[Start]

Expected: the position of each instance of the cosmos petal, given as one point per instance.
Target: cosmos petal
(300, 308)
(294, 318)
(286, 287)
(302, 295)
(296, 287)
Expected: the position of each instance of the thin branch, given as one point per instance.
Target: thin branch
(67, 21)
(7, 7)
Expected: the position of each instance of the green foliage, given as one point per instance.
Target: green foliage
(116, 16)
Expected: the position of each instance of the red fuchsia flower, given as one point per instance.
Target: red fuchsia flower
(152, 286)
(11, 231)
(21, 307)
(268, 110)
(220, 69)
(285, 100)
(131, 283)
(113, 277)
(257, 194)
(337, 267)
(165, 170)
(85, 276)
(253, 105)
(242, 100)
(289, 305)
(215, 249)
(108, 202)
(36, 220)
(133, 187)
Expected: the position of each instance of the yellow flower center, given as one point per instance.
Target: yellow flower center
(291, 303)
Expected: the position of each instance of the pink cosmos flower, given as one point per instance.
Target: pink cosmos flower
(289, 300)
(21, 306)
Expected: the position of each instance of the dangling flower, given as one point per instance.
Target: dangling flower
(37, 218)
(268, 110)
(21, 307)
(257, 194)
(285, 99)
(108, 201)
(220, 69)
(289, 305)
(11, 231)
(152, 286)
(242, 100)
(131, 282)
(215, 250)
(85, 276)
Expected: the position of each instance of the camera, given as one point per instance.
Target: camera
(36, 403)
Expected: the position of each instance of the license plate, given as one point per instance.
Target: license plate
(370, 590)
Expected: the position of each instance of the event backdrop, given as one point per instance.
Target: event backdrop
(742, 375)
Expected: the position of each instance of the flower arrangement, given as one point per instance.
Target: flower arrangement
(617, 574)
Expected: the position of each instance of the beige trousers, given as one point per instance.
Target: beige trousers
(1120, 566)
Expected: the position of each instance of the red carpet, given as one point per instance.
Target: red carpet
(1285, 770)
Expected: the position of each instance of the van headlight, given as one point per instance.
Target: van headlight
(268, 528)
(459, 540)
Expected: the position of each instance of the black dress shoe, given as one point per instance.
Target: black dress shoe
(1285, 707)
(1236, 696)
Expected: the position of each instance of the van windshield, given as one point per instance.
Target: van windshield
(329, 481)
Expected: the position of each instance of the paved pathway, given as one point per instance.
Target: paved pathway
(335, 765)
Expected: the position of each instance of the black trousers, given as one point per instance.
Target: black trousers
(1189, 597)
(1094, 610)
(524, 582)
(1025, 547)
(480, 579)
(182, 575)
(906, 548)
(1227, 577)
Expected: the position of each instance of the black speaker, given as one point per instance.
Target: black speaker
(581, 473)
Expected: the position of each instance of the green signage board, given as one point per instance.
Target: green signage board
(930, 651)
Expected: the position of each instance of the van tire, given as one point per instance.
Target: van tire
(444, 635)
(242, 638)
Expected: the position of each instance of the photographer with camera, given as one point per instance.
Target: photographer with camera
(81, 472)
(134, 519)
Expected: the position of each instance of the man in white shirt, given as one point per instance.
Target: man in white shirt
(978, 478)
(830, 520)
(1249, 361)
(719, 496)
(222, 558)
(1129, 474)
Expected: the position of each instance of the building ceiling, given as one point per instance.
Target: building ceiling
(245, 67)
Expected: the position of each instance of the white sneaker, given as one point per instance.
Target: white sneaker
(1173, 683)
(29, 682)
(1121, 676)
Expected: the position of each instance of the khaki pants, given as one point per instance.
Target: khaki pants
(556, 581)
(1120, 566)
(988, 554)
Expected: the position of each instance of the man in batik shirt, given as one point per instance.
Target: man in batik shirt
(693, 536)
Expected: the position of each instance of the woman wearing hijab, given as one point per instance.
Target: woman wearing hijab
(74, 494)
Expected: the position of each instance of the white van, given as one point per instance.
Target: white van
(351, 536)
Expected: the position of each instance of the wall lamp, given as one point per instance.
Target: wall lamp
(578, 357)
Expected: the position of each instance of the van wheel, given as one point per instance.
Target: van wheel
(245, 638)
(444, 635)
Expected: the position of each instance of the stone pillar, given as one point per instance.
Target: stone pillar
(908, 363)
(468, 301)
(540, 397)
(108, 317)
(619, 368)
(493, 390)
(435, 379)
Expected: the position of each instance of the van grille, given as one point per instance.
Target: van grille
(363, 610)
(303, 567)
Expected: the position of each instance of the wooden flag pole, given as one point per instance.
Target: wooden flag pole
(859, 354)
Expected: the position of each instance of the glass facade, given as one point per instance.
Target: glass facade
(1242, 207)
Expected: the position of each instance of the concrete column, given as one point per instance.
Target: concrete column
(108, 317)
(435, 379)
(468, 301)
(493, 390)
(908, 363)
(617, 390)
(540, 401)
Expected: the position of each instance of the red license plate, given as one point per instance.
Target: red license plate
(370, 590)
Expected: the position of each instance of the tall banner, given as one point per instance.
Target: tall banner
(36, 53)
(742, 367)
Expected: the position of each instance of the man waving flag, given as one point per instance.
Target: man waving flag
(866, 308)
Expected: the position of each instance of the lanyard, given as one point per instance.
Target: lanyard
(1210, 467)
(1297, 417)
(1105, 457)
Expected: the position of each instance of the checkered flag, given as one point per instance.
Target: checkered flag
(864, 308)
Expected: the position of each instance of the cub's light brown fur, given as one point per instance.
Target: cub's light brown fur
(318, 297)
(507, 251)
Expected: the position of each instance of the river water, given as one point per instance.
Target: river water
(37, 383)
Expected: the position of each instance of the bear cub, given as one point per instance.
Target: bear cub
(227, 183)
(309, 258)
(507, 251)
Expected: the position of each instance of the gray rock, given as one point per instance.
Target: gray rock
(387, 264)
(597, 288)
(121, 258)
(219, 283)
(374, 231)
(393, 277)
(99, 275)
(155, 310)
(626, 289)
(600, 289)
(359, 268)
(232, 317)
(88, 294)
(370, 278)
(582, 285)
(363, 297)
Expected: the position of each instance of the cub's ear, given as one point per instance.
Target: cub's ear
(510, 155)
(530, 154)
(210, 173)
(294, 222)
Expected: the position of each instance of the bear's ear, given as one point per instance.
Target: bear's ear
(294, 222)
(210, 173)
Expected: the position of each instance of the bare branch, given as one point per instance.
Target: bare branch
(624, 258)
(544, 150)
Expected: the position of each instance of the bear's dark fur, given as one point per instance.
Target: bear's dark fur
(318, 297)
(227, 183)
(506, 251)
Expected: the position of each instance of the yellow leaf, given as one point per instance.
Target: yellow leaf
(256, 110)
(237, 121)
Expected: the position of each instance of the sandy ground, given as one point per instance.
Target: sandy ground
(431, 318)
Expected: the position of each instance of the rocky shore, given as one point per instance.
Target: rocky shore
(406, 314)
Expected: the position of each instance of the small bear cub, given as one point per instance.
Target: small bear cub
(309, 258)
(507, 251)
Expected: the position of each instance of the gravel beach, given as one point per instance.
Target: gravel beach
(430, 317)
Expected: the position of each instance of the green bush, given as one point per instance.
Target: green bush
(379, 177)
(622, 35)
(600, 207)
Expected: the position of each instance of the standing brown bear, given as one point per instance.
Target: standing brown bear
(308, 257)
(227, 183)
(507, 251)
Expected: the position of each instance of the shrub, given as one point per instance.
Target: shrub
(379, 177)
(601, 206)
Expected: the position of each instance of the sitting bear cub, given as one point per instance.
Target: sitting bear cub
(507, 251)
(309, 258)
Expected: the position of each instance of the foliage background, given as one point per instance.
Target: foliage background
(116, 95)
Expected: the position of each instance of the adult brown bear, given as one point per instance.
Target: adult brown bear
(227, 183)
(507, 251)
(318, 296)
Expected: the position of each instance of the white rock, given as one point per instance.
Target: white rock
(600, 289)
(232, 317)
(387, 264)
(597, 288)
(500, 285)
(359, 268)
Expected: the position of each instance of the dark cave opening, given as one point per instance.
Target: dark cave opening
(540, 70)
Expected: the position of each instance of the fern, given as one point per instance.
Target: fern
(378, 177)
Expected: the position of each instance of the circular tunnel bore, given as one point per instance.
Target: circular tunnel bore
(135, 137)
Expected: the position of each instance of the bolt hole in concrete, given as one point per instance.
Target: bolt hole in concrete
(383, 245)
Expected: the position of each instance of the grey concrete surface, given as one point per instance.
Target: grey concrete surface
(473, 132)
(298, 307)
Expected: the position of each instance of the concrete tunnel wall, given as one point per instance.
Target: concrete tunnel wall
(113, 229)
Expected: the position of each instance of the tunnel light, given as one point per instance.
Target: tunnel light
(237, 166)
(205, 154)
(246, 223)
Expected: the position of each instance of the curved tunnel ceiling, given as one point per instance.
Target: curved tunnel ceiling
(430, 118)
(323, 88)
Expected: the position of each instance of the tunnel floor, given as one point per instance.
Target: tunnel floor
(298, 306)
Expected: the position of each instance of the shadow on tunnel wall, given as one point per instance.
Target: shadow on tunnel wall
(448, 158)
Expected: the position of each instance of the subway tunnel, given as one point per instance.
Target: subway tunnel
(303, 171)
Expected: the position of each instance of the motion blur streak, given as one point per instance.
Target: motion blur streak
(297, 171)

[End]

What you have to do => Starting at the line that contains "Expected: the position of each instance of the curved", write out every line to the end of the entries, exactly as given.

Answer below =>
Expected: the position of each instance of the curved tunnel ceiling, given as one point per instance.
Target: curved tunnel ceiling
(430, 118)
(323, 88)
Expected: the position of each instance of the tunnel floor, given as one point per instance.
Target: tunnel floor
(298, 306)
Expected: the position of each instance of the shadow on tunnel wall, given as one point per instance.
Target: shadow on tunnel wall
(448, 158)
Expected: the position of each instance of the subway tunnel, given as one point per instance.
Target: subway tunnel
(303, 171)
Expected: the position of each instance of the motion blur streak, given as one point per instance.
Target: motion blur streak
(297, 171)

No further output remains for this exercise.